• **WRITTEN EXERCISE**
Please copy the lines between the line holding "white cloud --all-instances" and the line holding "Provide the mask of every instance of the white", inclusive, from the records below, keeping every character unchanged.

• **MATERIAL**
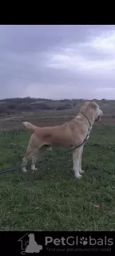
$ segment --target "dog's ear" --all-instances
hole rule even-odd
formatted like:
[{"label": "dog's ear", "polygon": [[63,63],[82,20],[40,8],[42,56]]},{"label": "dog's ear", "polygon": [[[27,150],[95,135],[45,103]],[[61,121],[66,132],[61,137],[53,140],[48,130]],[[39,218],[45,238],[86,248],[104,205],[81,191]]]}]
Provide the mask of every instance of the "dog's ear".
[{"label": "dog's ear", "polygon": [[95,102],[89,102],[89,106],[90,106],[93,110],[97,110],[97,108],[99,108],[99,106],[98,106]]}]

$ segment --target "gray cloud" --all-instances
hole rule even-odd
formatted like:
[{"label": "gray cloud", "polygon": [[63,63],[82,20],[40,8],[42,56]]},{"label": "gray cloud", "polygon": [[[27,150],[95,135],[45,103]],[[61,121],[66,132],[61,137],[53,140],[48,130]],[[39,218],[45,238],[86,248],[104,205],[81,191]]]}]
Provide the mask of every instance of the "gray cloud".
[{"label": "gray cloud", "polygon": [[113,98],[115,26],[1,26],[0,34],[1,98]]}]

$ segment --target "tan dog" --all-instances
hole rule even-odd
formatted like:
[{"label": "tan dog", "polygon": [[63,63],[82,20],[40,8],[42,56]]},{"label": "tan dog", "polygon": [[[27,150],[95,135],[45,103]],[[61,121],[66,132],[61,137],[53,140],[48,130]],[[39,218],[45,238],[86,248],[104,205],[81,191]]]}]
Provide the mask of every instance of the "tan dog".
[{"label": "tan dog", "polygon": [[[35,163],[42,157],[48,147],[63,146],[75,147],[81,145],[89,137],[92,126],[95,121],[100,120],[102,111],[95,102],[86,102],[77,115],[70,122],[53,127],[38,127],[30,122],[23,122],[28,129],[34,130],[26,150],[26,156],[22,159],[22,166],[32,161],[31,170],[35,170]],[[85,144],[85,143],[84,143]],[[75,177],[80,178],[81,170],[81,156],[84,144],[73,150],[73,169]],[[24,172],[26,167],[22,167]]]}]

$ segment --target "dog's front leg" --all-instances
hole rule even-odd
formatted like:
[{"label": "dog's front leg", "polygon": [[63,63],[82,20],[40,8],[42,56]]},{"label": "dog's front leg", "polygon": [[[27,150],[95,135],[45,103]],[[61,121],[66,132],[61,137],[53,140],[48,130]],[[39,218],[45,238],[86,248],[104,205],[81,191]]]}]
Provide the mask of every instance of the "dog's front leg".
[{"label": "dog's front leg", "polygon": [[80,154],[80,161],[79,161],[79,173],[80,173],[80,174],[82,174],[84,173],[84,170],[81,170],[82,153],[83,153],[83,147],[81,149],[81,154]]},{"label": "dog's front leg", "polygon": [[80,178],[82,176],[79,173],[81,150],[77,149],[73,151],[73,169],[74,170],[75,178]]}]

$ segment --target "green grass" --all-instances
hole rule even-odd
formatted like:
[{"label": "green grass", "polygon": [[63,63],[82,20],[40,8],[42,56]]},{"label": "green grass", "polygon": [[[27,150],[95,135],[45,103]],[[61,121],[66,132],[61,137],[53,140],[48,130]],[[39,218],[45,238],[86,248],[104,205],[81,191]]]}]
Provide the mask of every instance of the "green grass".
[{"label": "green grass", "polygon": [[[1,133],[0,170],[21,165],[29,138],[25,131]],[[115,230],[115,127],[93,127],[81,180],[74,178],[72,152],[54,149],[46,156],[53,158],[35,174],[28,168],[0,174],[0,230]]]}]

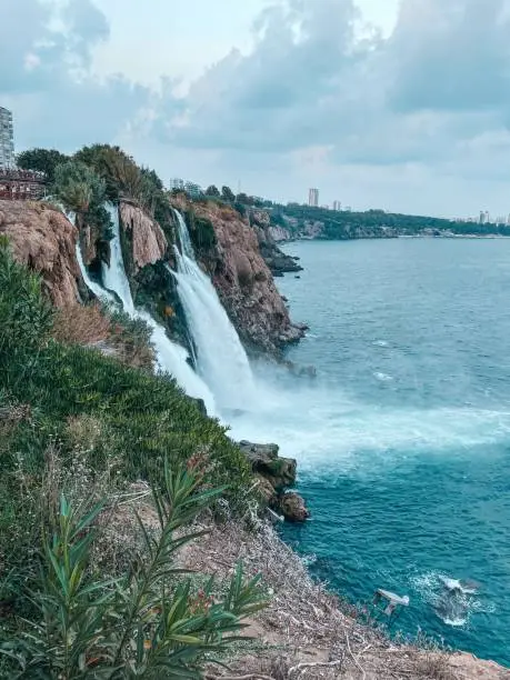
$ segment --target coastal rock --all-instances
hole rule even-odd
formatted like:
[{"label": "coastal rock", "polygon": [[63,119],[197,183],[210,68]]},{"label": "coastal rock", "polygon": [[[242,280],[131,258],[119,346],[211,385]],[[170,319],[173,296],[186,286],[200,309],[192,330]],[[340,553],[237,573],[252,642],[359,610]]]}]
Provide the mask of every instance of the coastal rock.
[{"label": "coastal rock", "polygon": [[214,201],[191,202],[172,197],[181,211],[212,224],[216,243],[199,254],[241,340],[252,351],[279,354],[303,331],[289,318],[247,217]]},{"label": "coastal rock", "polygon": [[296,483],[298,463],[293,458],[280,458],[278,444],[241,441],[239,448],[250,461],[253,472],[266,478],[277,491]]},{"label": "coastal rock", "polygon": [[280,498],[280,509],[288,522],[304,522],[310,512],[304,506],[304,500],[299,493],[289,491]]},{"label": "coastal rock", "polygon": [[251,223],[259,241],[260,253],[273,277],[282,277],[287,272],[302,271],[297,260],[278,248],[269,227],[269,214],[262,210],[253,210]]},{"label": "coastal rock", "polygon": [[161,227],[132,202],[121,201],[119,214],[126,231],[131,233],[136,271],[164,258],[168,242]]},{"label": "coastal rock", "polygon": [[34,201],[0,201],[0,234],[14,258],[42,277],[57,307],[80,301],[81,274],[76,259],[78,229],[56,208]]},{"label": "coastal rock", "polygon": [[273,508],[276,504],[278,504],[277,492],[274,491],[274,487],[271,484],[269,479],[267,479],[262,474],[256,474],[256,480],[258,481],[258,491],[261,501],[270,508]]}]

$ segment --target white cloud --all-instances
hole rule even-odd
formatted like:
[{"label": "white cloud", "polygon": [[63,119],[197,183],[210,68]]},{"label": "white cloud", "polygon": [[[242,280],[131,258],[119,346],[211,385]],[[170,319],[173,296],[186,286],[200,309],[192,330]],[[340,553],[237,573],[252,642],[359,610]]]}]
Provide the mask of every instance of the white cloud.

==

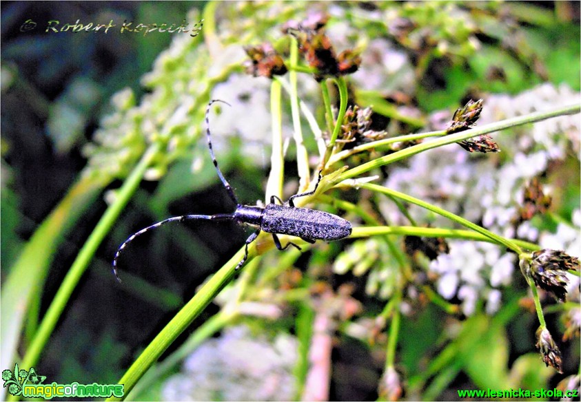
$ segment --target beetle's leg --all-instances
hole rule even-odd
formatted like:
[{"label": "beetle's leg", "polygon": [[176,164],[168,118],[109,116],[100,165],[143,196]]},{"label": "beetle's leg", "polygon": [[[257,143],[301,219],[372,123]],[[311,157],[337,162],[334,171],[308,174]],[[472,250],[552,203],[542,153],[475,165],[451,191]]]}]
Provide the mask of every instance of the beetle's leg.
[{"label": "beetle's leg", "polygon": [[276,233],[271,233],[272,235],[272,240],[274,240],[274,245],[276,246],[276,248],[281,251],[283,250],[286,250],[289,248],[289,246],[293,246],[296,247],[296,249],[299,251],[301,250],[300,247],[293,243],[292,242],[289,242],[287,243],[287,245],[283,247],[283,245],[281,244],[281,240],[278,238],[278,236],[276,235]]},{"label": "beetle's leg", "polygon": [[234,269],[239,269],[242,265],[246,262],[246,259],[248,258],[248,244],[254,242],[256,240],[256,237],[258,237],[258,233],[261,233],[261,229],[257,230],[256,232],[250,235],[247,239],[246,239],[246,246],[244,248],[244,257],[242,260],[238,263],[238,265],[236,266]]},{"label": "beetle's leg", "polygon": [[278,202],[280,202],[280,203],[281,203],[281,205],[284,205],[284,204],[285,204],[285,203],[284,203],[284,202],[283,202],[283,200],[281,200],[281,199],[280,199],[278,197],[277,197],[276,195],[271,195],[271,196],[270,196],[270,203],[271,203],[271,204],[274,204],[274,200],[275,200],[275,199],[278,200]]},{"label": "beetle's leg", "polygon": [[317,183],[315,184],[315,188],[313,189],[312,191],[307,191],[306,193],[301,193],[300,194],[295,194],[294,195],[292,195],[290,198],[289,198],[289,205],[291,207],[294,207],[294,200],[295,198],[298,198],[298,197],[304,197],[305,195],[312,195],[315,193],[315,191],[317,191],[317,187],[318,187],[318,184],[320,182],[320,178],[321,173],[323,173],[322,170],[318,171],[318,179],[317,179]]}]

---

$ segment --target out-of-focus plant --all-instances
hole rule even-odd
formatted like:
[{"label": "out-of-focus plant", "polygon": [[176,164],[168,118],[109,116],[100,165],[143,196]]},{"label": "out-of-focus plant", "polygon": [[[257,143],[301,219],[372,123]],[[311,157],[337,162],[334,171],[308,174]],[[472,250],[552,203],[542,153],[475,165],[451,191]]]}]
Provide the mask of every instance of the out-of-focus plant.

• **EXERCISE RESULT**
$ segment --target white cloud --all-instances
hole rule even-odd
formatted like:
[{"label": "white cloud", "polygon": [[63,119],[197,183],[210,68]]},{"label": "white cloud", "polygon": [[[242,280],[131,258],[119,346],[211,385]],[[170,319],[173,296],[186,286],[200,309],[192,330]],[[340,553],[237,573],[252,642],[359,610]]]}]
Provide the mask of every instance of the white cloud.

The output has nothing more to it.